Dataset entries
★ ★ ★ ★
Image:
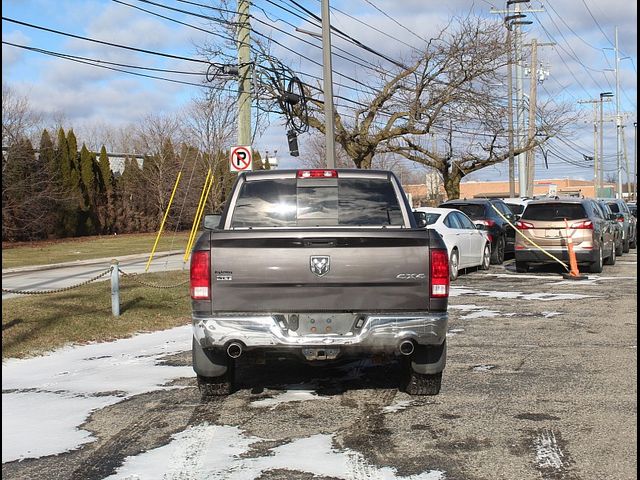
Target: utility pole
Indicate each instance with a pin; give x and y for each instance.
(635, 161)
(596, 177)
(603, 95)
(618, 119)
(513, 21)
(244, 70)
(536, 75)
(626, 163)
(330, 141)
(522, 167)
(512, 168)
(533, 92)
★ ★ ★ ★
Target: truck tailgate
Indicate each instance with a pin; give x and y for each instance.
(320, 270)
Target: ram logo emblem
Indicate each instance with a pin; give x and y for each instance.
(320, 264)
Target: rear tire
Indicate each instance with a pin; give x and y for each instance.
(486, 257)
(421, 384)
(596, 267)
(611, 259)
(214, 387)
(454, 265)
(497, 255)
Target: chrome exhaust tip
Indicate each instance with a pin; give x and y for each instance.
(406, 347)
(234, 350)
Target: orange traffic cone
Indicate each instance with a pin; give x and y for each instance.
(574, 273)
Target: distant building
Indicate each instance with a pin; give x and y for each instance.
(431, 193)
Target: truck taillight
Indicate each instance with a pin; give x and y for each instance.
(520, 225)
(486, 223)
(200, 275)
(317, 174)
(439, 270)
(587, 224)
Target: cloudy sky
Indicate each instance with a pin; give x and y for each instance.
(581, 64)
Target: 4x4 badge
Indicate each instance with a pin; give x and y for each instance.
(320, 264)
★ ★ ★ ★
## Exercise description
Go through the entries above and count the lines containing "Target". Give the number only.

## Task output
10